Stated goal ::
Please copy the records below, without any change, from their first line through the line containing "point(325, 190)", both ends included.

# Start of The data

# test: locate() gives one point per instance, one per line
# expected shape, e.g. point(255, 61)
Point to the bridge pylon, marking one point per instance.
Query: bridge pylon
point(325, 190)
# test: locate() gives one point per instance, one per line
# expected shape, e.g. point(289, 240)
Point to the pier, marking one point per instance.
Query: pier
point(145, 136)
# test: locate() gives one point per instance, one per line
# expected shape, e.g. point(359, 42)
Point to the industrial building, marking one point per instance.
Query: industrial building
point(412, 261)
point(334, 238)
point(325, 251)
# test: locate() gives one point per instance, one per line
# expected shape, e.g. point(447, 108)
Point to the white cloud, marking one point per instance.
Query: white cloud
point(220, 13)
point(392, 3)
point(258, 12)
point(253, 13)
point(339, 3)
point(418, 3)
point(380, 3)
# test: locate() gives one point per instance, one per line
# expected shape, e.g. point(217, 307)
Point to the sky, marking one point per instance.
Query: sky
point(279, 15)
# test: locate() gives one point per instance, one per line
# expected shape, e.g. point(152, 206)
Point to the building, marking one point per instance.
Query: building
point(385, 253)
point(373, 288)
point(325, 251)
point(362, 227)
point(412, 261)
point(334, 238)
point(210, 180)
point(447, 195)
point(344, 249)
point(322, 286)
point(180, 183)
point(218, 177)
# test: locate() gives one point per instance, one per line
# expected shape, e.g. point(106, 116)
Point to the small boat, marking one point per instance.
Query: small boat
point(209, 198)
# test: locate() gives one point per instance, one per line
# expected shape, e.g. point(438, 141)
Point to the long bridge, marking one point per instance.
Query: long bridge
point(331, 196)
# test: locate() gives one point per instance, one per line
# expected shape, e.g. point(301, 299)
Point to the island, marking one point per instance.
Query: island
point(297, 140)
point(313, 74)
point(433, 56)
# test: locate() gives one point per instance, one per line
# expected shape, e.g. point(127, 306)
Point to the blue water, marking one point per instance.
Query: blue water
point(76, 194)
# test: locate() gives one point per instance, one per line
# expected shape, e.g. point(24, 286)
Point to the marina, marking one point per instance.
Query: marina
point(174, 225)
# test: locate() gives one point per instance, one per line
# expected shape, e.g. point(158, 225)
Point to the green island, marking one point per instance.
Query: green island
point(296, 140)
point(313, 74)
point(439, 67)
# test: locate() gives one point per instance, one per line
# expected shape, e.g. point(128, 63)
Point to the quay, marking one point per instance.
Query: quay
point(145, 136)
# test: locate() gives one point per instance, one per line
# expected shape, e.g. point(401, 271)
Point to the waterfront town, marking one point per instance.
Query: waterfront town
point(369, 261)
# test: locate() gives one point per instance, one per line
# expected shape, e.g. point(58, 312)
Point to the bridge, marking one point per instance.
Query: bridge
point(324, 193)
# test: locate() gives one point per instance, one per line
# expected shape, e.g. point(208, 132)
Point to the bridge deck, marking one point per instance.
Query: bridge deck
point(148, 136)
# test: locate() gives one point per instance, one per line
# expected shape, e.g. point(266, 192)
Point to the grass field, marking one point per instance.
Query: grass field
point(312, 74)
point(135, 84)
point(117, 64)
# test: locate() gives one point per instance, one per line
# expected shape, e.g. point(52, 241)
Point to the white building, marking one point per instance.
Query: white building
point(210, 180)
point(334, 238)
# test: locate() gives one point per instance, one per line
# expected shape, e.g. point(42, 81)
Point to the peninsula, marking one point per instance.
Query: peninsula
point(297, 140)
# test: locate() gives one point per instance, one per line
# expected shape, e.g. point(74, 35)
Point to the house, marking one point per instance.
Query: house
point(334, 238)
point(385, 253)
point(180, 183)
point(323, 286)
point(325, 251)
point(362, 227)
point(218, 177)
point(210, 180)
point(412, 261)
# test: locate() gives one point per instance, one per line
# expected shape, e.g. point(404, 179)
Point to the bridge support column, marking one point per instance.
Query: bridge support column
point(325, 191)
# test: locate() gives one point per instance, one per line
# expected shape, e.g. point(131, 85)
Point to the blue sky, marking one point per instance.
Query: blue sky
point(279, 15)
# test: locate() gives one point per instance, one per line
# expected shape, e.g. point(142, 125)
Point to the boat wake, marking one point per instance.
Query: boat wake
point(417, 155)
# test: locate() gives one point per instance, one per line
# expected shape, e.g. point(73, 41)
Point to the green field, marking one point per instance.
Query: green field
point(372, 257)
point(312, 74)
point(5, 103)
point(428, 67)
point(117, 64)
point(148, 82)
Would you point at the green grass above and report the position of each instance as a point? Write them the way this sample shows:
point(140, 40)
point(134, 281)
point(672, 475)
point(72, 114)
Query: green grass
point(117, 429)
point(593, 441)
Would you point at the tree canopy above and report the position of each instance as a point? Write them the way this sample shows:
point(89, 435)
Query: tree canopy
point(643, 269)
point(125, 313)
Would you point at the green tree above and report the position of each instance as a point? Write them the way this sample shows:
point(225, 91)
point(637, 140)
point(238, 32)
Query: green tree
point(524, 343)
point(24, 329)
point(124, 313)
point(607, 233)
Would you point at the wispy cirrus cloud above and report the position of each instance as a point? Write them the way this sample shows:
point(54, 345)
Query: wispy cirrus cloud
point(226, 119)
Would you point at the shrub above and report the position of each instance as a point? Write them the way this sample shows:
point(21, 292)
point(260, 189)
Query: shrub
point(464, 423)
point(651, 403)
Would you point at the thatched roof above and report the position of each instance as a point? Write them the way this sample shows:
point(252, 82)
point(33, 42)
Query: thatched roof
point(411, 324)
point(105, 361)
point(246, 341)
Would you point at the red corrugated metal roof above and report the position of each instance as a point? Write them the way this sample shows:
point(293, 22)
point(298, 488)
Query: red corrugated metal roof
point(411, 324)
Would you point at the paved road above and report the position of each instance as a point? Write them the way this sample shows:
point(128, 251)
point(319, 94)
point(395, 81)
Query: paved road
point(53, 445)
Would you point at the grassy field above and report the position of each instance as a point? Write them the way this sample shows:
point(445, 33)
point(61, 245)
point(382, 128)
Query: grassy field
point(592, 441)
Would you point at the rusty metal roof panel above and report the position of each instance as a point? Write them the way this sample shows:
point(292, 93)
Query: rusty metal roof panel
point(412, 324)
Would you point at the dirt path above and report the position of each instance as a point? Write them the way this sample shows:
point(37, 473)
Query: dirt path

# End of The data

Output of the task ::
# test: locate() gives one point per instance, one per line
# expected shape, e.g. point(255, 61)
Point to the bridge pylon, marking one point per instance.
Query: bridge pylon
point(325, 190)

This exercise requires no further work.